**Problem statement**
Could you pull out each line of the listing below verbatim, leaving the pictures out of your answer?

**Data for this exercise**
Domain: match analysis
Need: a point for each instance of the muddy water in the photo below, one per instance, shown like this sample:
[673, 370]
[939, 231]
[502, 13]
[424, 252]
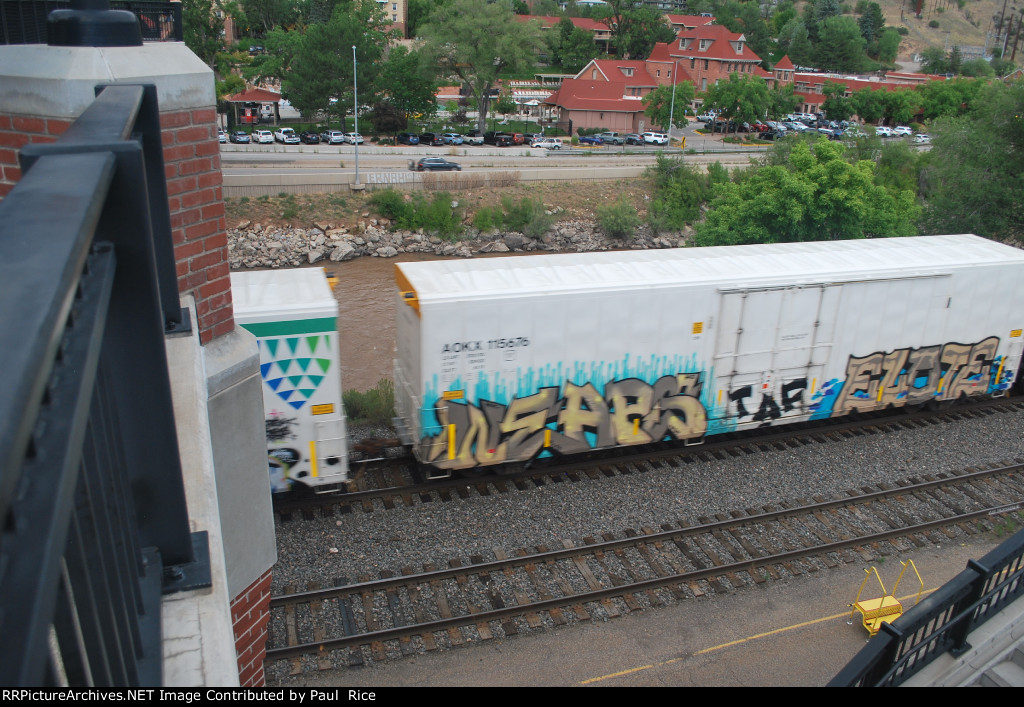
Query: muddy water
[366, 319]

**Exercise answer**
Domain: match analysis
Need: a point for each instance of the muddy water in the photo below, one per instance, shown like this sample:
[673, 370]
[939, 231]
[502, 13]
[424, 252]
Query: muddy water
[366, 319]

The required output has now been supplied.